Exercise description: Extract every line of the material below that contains the string "distant", treating uppercase and lowercase as distinct.

— START —

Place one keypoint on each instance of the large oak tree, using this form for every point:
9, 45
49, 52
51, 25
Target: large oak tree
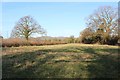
25, 27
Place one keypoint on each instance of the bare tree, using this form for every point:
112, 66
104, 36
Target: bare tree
104, 20
25, 27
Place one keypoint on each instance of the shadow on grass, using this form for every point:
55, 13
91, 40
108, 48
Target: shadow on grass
40, 64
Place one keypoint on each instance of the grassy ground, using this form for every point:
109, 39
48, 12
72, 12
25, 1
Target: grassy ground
61, 61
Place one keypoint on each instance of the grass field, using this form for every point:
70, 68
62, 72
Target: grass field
61, 61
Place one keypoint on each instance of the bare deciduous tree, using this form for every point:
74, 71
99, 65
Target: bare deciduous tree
25, 27
105, 18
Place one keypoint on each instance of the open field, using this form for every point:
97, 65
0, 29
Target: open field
61, 61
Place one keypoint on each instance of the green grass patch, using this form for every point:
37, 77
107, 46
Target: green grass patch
61, 61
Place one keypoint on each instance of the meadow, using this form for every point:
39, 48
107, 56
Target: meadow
61, 61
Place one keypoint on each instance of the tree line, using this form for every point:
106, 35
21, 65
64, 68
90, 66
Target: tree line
102, 28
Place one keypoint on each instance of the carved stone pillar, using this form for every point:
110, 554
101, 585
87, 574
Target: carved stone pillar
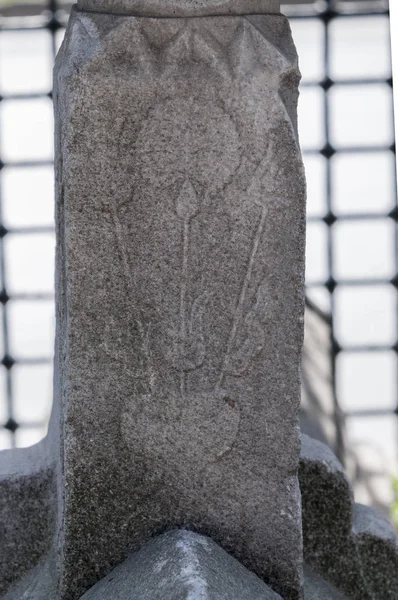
180, 219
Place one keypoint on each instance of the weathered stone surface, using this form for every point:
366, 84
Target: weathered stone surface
316, 588
27, 511
179, 565
377, 544
350, 545
181, 202
181, 8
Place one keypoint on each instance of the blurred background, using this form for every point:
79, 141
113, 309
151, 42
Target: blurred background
350, 374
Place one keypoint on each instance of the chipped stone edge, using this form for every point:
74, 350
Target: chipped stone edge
366, 524
180, 8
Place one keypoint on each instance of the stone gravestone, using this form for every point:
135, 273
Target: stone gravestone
180, 259
181, 203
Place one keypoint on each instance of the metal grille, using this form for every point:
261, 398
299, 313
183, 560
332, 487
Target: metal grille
51, 18
327, 152
336, 282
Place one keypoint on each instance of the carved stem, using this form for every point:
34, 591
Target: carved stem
183, 294
242, 298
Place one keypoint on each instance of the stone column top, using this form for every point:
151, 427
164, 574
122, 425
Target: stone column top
180, 8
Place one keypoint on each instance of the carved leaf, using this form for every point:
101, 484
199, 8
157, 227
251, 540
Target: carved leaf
187, 202
187, 352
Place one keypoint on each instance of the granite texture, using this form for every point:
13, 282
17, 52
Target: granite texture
180, 228
350, 545
27, 511
179, 565
180, 8
316, 588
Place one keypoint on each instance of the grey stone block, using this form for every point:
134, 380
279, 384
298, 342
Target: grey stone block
180, 218
316, 588
180, 565
181, 8
352, 546
27, 511
377, 544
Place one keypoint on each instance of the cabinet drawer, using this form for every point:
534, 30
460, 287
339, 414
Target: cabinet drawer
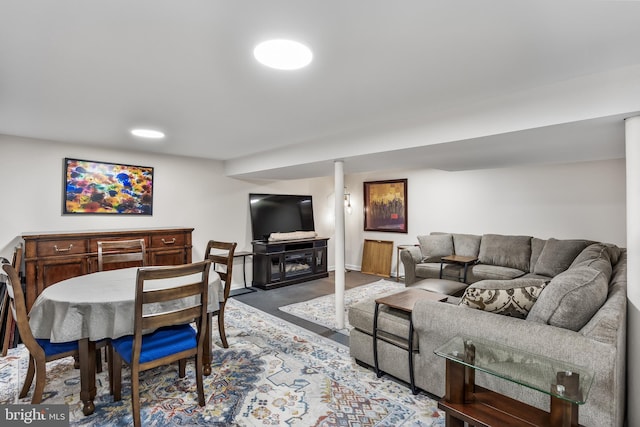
61, 247
167, 240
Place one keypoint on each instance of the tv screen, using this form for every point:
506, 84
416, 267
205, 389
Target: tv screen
280, 213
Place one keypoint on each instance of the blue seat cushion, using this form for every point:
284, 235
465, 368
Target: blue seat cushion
160, 343
51, 349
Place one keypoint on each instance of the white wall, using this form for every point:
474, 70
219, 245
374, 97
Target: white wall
579, 200
187, 192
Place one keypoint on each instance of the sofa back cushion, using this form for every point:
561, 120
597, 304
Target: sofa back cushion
513, 298
435, 246
536, 249
506, 251
557, 256
599, 256
571, 298
466, 244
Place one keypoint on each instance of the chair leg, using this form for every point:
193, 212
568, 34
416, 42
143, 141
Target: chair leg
199, 382
109, 354
41, 378
135, 395
116, 374
28, 378
223, 335
99, 360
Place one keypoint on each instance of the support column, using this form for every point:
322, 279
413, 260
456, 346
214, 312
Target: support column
338, 169
632, 144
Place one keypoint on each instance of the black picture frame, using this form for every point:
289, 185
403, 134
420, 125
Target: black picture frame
385, 206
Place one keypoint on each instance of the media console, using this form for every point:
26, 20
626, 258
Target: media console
283, 263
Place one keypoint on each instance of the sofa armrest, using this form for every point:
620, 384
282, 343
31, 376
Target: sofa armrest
410, 257
436, 323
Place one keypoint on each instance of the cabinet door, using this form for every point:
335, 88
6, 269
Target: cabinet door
168, 257
320, 260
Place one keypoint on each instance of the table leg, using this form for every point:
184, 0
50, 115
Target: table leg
375, 341
412, 381
206, 356
563, 413
87, 356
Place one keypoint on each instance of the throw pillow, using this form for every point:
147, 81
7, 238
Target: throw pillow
557, 256
435, 246
571, 298
513, 298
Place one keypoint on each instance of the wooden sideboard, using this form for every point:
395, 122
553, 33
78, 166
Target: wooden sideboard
52, 257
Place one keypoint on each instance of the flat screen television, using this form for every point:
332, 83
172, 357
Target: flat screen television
280, 213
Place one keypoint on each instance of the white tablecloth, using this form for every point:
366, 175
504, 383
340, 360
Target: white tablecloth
97, 305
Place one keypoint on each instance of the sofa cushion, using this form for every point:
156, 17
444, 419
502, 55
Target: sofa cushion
479, 272
441, 286
596, 256
536, 249
557, 256
466, 244
431, 270
506, 251
571, 298
513, 298
435, 246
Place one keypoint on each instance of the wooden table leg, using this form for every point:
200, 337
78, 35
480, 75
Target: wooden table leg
206, 368
87, 353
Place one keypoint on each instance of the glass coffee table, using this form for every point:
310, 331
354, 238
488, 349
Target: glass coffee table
566, 384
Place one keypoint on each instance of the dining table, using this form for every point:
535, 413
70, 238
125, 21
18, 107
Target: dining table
99, 306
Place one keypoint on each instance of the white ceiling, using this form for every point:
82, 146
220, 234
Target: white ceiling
86, 72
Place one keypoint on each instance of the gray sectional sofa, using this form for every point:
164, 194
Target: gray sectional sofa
565, 299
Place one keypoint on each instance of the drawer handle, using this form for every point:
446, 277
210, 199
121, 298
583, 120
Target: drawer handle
63, 250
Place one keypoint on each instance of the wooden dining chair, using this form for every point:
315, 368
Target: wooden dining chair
16, 262
121, 252
41, 351
221, 256
173, 338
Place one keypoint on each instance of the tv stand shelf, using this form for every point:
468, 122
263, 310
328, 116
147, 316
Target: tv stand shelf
286, 262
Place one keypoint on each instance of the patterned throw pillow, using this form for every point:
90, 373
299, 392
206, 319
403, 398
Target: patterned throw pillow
513, 298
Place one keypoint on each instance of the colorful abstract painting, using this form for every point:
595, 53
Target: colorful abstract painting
385, 206
107, 188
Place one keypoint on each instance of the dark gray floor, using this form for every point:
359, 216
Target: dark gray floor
269, 301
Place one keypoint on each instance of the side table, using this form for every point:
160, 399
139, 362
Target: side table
404, 301
400, 249
458, 259
465, 402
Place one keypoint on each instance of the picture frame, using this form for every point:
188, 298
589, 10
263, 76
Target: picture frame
92, 187
385, 206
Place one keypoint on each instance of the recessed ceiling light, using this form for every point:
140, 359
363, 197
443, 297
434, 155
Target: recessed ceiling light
283, 54
147, 133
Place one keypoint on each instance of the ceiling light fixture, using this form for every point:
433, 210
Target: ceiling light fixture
148, 133
283, 54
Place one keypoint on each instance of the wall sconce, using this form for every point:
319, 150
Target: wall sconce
347, 200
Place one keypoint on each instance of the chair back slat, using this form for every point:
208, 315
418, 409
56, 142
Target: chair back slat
121, 252
151, 295
221, 256
19, 310
185, 315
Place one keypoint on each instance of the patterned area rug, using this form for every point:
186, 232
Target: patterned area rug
322, 310
274, 373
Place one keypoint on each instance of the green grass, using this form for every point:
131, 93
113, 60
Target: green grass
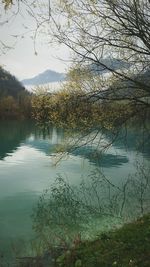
128, 246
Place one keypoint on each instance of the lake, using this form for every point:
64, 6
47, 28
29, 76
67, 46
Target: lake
27, 168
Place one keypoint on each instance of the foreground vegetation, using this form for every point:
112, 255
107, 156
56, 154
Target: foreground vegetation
127, 246
124, 247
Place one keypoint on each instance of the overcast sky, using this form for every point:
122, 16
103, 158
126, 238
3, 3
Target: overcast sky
21, 61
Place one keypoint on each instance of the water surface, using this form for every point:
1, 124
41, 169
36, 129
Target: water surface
27, 168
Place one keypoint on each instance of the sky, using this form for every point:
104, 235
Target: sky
21, 60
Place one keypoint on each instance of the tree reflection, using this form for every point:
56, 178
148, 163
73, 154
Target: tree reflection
65, 212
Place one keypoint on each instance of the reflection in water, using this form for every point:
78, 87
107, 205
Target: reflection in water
97, 158
26, 170
12, 133
63, 212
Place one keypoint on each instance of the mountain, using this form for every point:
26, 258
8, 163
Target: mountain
9, 85
112, 63
47, 76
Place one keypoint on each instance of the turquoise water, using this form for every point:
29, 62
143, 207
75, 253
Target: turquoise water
27, 167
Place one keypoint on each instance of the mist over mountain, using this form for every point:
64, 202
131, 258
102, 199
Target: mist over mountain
47, 76
112, 63
9, 85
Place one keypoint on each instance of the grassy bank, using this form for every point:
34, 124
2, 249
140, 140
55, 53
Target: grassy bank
127, 246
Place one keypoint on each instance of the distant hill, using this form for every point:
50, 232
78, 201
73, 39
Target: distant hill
15, 100
9, 85
112, 63
47, 76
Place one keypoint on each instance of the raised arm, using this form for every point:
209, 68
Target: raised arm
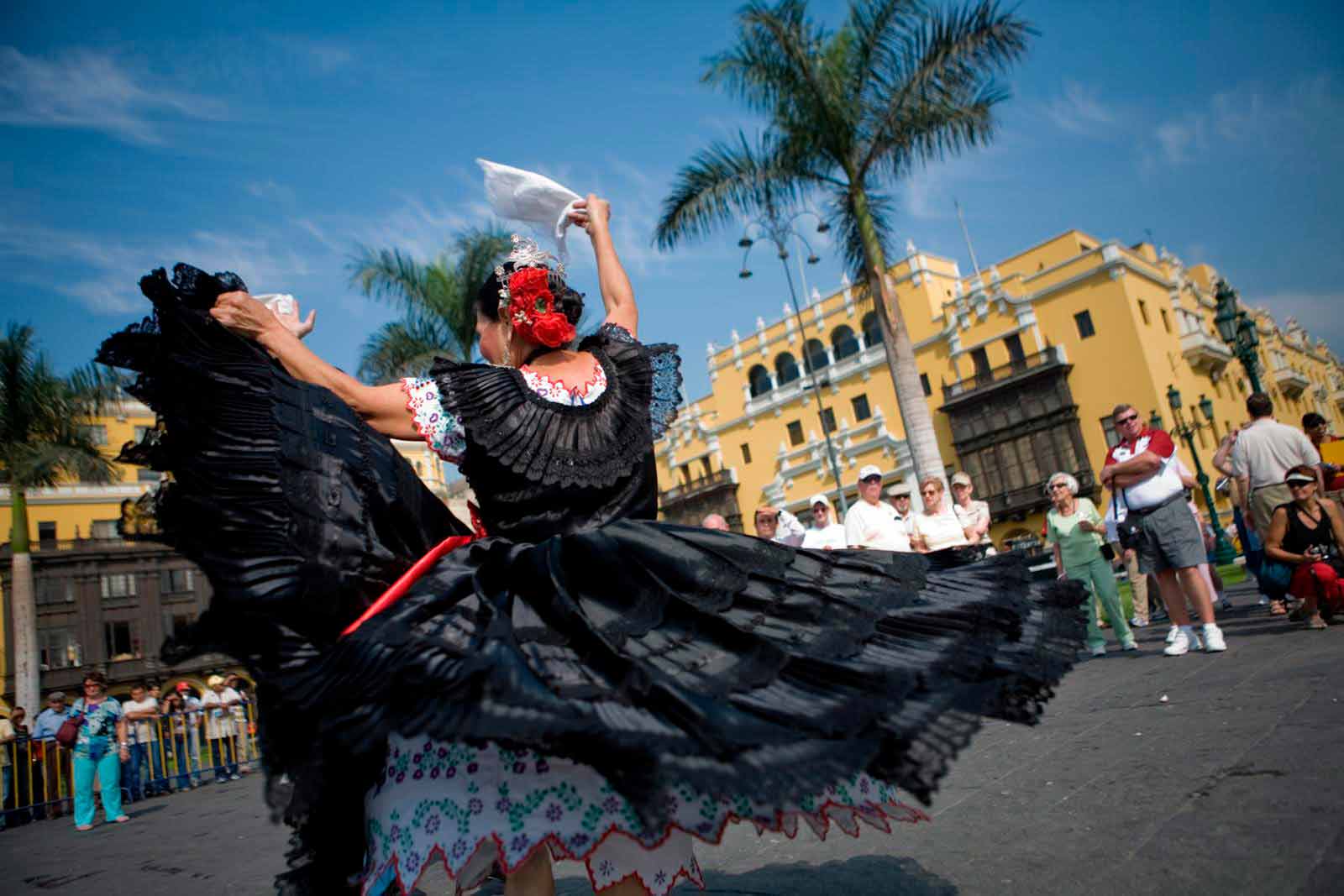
595, 215
383, 407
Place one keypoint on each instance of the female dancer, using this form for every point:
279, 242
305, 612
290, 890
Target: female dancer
578, 680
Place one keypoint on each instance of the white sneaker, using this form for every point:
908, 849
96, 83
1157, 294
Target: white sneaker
1214, 638
1178, 644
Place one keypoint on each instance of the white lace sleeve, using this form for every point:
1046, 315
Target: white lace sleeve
443, 432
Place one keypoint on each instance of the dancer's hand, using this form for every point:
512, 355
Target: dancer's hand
244, 315
591, 214
289, 318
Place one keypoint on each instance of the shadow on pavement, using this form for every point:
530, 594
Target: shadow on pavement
862, 875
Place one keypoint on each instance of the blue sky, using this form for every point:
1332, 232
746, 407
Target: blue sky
275, 141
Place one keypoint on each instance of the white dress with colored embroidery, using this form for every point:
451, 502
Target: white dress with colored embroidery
472, 808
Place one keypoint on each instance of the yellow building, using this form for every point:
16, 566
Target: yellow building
107, 602
1021, 365
87, 511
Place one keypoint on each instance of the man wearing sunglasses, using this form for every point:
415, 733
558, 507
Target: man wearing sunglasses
1142, 474
774, 524
871, 523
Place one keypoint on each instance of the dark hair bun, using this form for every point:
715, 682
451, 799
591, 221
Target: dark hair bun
568, 301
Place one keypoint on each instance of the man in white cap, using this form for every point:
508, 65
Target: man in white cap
779, 526
900, 497
972, 515
826, 533
871, 523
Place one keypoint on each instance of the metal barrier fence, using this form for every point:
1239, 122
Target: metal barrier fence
183, 750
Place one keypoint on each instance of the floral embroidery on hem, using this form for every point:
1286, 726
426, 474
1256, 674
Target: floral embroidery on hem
443, 432
555, 390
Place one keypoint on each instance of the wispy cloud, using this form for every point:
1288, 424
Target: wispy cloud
270, 191
1079, 110
1316, 311
107, 270
1247, 114
96, 92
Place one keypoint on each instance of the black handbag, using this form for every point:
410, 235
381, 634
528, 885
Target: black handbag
1128, 530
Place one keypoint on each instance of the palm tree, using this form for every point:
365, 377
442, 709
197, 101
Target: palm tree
438, 316
42, 443
851, 113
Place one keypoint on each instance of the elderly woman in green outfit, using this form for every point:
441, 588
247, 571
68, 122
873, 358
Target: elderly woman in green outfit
1075, 531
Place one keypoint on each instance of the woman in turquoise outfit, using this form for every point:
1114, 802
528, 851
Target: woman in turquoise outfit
100, 718
1075, 530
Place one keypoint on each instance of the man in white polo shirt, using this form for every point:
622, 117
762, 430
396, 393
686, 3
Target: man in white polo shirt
1142, 470
900, 497
1263, 453
871, 523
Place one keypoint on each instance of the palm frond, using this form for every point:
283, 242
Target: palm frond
848, 226
937, 130
402, 348
726, 181
947, 56
763, 67
391, 275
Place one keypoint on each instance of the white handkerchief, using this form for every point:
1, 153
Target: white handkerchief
531, 197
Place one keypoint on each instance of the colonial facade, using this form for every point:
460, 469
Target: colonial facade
1021, 364
105, 602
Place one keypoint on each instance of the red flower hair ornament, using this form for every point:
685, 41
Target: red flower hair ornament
528, 298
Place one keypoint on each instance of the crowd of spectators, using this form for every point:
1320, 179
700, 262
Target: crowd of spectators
1152, 532
121, 752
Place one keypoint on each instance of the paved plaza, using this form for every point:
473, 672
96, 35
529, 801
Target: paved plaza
1231, 785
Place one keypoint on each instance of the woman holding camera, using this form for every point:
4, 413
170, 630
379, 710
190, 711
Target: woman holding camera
1307, 533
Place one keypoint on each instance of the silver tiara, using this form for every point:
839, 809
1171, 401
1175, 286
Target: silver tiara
528, 254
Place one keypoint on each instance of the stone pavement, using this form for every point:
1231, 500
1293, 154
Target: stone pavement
1231, 785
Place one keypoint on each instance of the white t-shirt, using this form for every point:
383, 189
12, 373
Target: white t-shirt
831, 537
978, 513
790, 531
940, 530
1163, 484
1267, 449
874, 526
143, 730
219, 723
906, 521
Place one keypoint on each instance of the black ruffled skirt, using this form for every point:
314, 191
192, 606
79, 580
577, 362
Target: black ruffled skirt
655, 653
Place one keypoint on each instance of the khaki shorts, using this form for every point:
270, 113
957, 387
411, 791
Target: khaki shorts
1263, 500
1169, 539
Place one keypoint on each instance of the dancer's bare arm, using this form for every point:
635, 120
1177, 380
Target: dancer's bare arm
595, 215
383, 407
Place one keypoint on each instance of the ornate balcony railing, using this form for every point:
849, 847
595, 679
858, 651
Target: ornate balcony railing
1052, 356
696, 486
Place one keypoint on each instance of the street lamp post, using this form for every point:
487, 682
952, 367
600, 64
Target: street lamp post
1238, 331
777, 230
1223, 551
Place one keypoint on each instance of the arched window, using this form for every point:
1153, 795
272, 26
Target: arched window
843, 342
871, 329
785, 369
759, 380
817, 354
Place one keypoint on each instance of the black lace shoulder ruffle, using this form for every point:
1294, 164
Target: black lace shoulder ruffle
559, 445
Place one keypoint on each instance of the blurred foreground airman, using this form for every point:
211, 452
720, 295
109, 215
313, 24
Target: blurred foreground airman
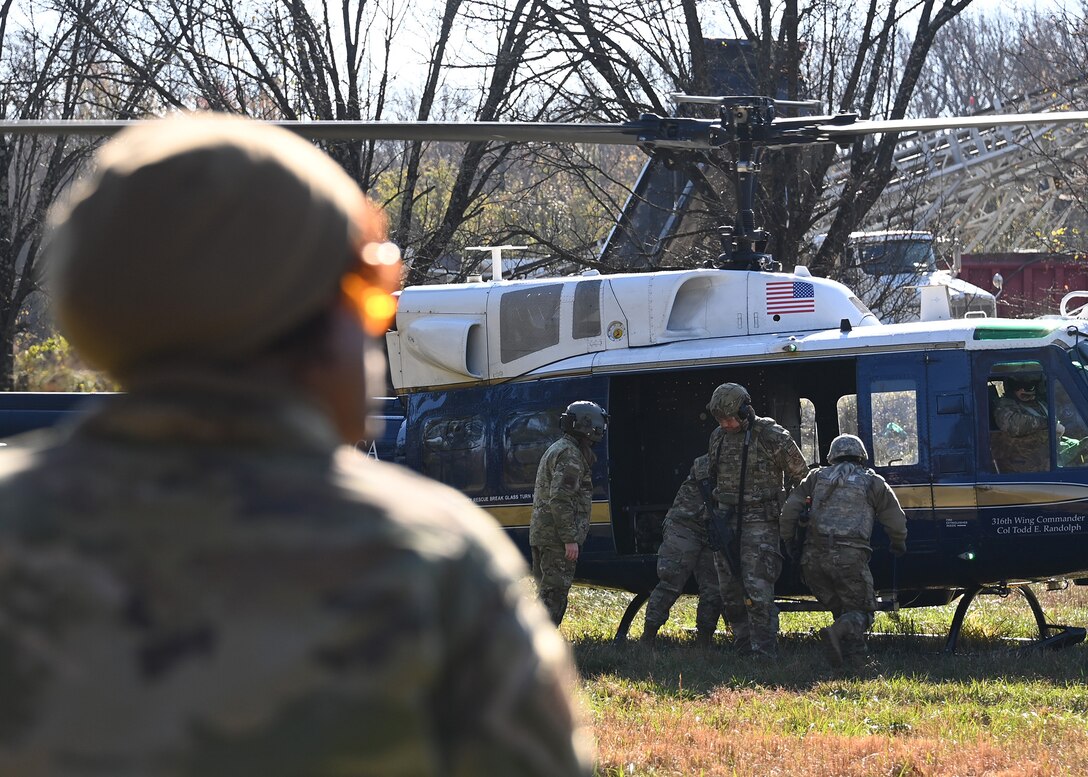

— END —

Completed task:
Place one keypoint on each instance of the distant hill, using this form for every point:
Target: distant hill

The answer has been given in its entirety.